> _Dataset entries_
------
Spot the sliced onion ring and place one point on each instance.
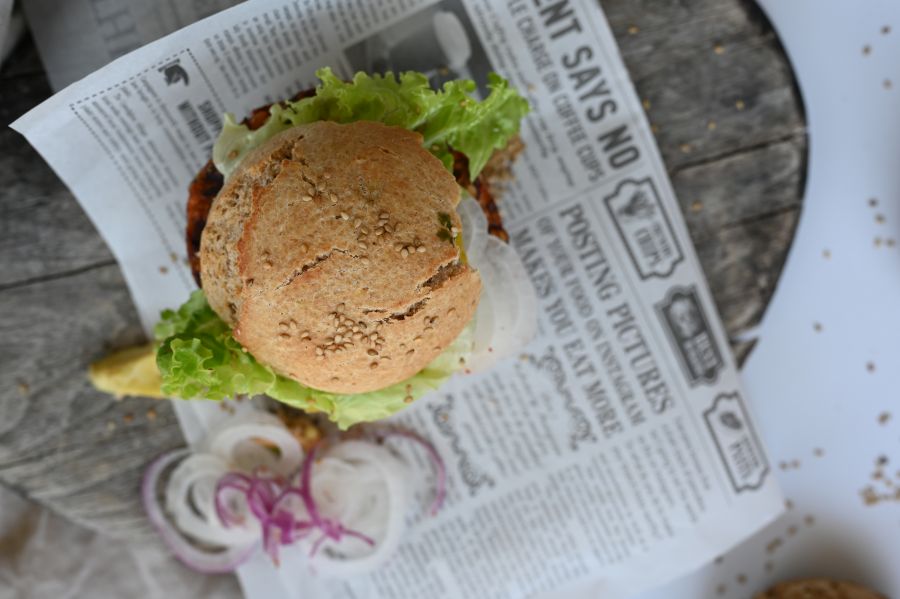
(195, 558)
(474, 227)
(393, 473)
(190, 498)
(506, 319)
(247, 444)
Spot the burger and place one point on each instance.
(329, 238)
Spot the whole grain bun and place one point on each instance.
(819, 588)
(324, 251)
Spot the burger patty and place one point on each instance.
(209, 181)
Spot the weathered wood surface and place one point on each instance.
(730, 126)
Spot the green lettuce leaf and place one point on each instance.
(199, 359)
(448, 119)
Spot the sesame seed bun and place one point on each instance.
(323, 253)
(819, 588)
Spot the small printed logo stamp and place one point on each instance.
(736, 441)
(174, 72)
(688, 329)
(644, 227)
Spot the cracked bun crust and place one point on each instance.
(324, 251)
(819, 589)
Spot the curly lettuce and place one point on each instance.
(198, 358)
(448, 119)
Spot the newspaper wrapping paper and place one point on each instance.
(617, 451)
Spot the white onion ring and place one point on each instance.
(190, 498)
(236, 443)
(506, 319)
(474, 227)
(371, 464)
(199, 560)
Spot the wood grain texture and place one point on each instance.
------
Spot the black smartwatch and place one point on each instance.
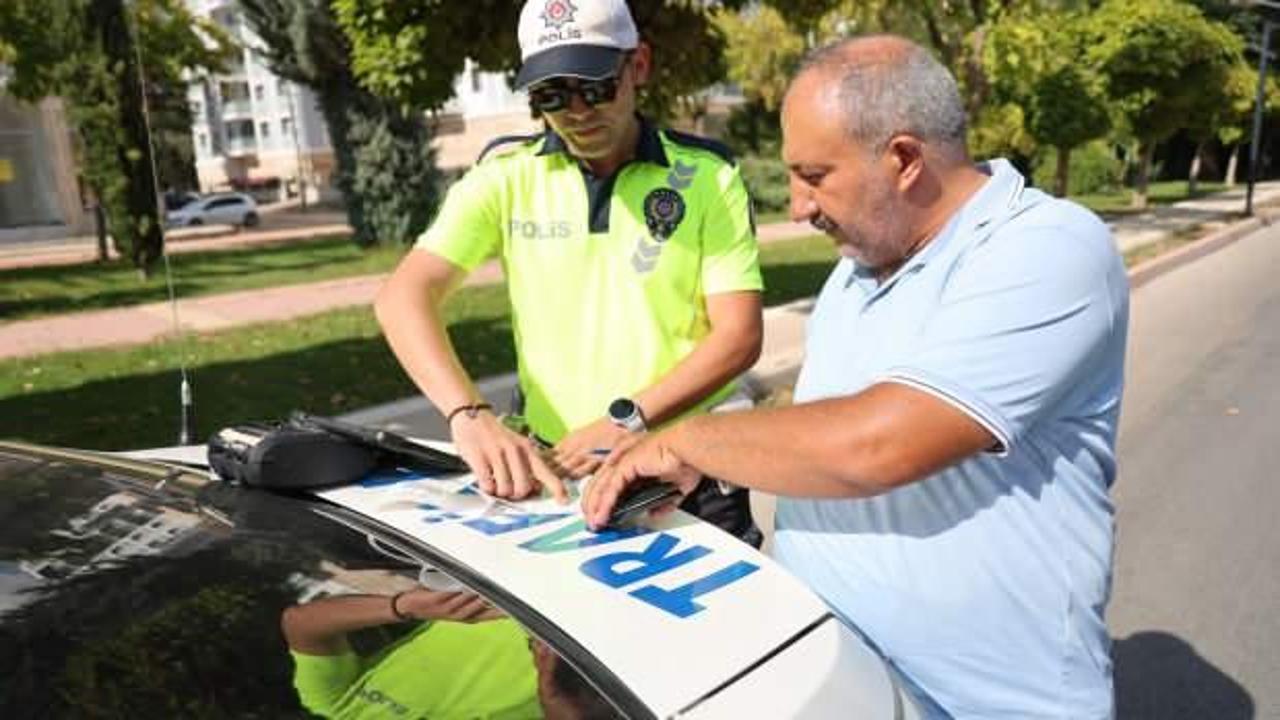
------
> _What to work on_
In the listing, repeat the lines from the line with "Spot the cracked" to the line with "Spot the wood", swapping "onion ring" for "onion slice" and leaving everything else unchanged.

> _Exercise solution_
Spot the cracked bun crust and place one point on each instance.
(324, 251)
(819, 589)
Spot the curly lettuce and place one point on each instance.
(198, 358)
(448, 119)
Spot the newspaper wrapping paper and place one point on each instance.
(617, 451)
Spot the white onion slice and place one point on each instance.
(190, 498)
(236, 443)
(506, 319)
(474, 227)
(371, 464)
(199, 560)
Spot the wood grain texture and place one point on each instance.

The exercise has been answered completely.